§ **READING TEXT**
◇ ◇ ◇ ◇ ◇ ◇ ◇
The major sources of energy waste in a MAC protocol are the following [2123].(i)Collision: takes place when a sensor node receives more than one packet at the same time. A collision results in discarding and retransmission of the packets which boost the energy consumption.(ii)Control packet overhead: size of the control packet used for control signaling should be as small as possible.(iii)Overhearing: occurs when a node picks up the packets destined to other nodes.(iv)Idle listening: listening to the medium for possible data flow, while energy consumption during idle listening dominates all other sources.(v)Overemitting: takes place when a message is sent to the destination even though the receiving node is not ready to accept it.

Note that the major cause of energy waste in MAC protocol is idle listening. In IEEE 802.11, power consumption during idle listening is almost the same as for receiving or transmitting data packets, which is nearly 30% of the total energy consumption in WSN [1719]. Reducing the idle listening period, thus, has been vigorously pursued, and several approaches have been proposed. Some of them are based on the manipulation of duty cycle [24]. Here the sensor nodes periodically turn off their radio and go into sleep mode, which directly shortens the idle listening period. Despite the improved duty cycle with this approach, data transmission with high energy efficiency is hard to achieve since it cannot properly reflect various traffic conditions including error, delay, and goodput [25].

In this paper we propose a new energy efficient MAC protocol, called dynamic threshold MAC (DT-MAC), which consistently performs well regardless of network traffic conditions. The proposed protocol stores the packets in the buffer and transmits them when the number of packets in the buffer exceeds a threshold value so that the energy efficiency can be maximized. The threshold value of the buffer in each node is dynamically decided according to the number of hops from the source in the path of packet forwarding. The effectiveness of DT-MAC is verified through analytical modeling and computer simulation using OMNeT++ [26]. They show that the proposed DT-MAC protocol provides significant improvement in energy consumption compared to the existing MAC protocols applied to the sensor network. In addition, the DT-MAC protocol reduces the number of transmissions of control packets and supports the QoS such as fairness among the nodes and high utilization of channel capacity.
◇ ◇ ◇ ◇ ◇ ◇ ◇
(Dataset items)
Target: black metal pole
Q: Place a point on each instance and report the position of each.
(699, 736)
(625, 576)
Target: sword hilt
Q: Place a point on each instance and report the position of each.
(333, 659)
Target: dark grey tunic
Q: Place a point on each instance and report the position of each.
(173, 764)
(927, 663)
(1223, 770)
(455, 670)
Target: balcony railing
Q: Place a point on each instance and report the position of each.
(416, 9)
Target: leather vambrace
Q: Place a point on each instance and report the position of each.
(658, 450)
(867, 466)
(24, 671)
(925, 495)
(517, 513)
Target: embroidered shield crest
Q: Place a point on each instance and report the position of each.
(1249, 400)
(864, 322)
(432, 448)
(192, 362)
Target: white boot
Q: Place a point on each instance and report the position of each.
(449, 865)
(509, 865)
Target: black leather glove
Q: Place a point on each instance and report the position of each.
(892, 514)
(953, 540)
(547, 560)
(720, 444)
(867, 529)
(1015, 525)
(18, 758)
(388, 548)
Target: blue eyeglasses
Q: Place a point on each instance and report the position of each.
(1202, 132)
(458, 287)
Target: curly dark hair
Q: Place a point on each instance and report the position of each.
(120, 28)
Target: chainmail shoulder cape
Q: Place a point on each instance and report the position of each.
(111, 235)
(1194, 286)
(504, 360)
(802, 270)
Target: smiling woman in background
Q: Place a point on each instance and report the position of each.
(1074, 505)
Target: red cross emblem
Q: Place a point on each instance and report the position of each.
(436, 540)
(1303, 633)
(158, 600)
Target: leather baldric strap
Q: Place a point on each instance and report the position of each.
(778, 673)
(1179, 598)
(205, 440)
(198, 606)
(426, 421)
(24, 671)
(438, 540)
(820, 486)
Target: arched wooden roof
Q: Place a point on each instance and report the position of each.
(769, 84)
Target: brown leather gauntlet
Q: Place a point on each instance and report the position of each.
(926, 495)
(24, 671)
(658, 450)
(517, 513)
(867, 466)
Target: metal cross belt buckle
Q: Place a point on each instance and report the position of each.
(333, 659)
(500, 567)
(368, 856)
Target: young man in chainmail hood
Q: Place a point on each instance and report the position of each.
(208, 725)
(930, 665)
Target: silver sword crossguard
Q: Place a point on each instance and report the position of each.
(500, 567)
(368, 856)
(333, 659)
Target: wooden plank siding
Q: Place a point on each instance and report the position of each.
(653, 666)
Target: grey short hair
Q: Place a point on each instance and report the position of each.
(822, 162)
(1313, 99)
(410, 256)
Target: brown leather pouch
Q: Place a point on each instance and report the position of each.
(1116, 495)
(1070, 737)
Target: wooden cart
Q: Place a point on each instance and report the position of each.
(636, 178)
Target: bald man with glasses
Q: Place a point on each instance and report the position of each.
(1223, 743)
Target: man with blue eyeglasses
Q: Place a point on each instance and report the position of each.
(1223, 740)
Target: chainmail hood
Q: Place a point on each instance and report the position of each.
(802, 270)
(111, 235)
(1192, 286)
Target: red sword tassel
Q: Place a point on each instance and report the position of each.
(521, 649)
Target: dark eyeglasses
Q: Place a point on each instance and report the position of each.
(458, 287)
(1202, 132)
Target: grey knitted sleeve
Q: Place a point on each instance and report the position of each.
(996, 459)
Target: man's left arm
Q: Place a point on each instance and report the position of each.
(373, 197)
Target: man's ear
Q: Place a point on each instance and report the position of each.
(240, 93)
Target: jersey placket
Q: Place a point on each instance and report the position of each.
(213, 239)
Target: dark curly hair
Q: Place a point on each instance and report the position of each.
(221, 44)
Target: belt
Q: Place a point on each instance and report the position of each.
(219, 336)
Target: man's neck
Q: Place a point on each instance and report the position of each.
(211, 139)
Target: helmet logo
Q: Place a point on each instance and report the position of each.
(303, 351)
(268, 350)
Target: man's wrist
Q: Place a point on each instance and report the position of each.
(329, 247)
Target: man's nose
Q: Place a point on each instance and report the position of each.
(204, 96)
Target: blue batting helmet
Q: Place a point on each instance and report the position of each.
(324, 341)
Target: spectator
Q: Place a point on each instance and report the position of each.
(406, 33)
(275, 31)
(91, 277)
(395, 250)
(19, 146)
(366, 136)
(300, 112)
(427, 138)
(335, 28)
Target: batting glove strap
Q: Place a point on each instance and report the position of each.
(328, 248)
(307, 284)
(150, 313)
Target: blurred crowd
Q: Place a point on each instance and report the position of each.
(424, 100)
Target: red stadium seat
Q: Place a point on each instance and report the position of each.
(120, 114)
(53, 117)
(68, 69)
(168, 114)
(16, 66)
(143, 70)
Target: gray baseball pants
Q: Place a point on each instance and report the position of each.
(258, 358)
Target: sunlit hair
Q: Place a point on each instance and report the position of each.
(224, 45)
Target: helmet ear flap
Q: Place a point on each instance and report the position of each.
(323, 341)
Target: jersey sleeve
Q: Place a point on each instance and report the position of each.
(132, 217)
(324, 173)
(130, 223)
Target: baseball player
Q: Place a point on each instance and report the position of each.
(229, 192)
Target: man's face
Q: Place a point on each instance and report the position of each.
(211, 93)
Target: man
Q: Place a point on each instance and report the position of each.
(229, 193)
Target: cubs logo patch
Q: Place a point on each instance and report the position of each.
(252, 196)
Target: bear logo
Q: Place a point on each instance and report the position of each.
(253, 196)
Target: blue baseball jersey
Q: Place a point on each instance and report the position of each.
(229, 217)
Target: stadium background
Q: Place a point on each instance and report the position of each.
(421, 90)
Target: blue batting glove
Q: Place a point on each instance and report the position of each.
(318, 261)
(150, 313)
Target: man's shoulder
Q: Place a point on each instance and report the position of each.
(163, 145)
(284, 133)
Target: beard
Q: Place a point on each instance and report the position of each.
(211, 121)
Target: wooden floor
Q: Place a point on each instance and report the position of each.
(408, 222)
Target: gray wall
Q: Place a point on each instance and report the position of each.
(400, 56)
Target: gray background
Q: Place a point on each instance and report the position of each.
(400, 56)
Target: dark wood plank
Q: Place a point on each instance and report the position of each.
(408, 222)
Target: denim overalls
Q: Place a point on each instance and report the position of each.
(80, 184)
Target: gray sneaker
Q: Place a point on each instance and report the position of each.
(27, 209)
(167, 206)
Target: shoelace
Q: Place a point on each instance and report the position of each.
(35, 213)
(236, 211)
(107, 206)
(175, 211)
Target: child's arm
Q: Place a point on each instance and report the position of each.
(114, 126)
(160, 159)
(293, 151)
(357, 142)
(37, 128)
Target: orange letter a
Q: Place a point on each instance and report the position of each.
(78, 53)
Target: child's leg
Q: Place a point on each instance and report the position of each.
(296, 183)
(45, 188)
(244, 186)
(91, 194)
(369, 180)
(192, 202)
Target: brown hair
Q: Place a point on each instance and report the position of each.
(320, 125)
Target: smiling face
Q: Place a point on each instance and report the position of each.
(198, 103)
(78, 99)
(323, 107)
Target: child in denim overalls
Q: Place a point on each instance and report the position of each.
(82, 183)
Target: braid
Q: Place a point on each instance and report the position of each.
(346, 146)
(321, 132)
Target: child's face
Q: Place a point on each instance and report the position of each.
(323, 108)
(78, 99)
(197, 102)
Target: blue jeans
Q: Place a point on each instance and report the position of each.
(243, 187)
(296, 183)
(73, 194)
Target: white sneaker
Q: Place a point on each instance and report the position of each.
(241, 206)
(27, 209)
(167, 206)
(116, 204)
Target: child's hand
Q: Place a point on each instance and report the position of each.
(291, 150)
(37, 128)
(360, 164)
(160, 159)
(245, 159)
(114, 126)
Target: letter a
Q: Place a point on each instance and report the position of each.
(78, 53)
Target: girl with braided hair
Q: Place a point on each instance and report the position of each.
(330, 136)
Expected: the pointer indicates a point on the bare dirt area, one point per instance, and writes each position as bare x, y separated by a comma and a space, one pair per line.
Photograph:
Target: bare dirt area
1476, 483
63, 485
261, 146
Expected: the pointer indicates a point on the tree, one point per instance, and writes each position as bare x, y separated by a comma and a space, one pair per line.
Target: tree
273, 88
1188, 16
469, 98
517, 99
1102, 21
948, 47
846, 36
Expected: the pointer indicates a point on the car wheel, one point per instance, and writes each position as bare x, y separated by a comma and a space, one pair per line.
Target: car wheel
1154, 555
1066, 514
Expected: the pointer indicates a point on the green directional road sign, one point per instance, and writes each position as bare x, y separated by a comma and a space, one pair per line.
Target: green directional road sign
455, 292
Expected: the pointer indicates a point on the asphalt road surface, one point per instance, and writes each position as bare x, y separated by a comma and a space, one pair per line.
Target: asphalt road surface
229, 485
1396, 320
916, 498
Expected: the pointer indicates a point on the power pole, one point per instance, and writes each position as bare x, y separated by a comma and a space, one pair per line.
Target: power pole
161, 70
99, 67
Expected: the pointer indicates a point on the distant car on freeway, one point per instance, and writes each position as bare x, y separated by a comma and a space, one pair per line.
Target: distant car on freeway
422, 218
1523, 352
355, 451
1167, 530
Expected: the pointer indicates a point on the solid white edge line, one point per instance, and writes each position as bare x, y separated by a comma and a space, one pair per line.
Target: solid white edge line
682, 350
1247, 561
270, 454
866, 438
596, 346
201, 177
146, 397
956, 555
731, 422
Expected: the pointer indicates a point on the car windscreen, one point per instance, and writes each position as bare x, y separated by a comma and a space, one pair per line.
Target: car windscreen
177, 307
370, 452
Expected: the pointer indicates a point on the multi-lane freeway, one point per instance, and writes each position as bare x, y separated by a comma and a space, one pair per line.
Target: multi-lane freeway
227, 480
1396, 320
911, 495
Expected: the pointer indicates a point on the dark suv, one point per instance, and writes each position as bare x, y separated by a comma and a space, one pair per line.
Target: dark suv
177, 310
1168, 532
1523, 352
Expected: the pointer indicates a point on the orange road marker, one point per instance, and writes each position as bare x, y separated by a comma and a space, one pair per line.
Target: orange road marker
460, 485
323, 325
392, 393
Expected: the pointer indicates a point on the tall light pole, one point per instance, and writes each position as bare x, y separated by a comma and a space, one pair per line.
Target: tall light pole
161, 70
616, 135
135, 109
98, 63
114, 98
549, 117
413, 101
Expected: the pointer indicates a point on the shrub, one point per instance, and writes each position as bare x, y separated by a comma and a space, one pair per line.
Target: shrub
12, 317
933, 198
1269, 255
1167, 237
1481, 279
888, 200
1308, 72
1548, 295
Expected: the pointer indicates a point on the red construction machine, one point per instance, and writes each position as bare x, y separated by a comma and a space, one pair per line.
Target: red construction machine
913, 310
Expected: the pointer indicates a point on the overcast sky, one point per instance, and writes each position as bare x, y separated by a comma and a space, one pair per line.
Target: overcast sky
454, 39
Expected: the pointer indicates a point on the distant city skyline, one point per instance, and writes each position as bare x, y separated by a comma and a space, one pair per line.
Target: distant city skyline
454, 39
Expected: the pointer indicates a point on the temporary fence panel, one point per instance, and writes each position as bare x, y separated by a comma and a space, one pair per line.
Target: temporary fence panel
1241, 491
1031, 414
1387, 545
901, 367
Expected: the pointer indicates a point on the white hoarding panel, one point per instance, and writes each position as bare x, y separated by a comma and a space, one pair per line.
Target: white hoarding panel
◇ ◇ ◇ ◇ ◇ ◇ ◇
§ **TASK DIRECTIONS**
Could you extract the whole passage on energy waste in MAC protocols, word for word?

§ **CORRECT ANSWER**
The major sources of energy waste in a MAC protocol are the following [2123].(i)Collision: takes place when a sensor node receives more than one packet at the same time. A collision results in discarding and retransmission of the packets which boost the energy consumption.(ii)Control packet overhead: size of the control packet used for control signaling should be as small as possible.(iii)Overhearing: occurs when a node picks up the packets destined to other nodes.(iv)Idle listening: listening to the medium for possible data flow, while energy consumption during idle listening dominates all other sources.(v)Overemitting: takes place when a message is sent to the destination even though the receiving node is not ready to accept it.

Note that the major cause of energy waste in MAC protocol is idle listening. In IEEE 802.11, power consumption during idle listening is almost the same as for receiving or transmitting data packets, which is nearly 30% of the total energy consumption in WSN [1719]. Reducing the idle listening period, thus, has been vigorously pursued, and several approaches have been proposed. Some of them are based on the manipulation of duty cycle [24]. Here the sensor nodes periodically turn off their radio and go into sleep mode, which directly shortens the idle listening period. Despite the improved duty cycle with this approach, data transmission with high energy efficiency is hard to achieve since it cannot properly reflect various traffic conditions including error, delay, and goodput [25].

In this paper we propose a new energy efficient MAC protocol, called dynamic threshold MAC (DT-MAC), which consistently performs well regardless of network traffic conditions. The proposed protocol stores the packets in the buffer and transmits them when the number of packets in the buffer exceeds a threshold value so that the energy efficiency can be maximized. The threshold value of the buffer in each node is dynamically decided according to the number of hops from the source in the path of packet forwarding. The effectiveness of DT-MAC is verified through analytical modeling and computer simulation using OMNeT++ [26]. They show that the proposed DT-MAC protocol provides significant improvement in energy consumption compared to the existing MAC protocols applied to the sensor network. In addition, the DT-MAC protocol reduces the number of transmissions of control packets and supports the QoS such as fairness among the nodes and high utilization of channel capacity.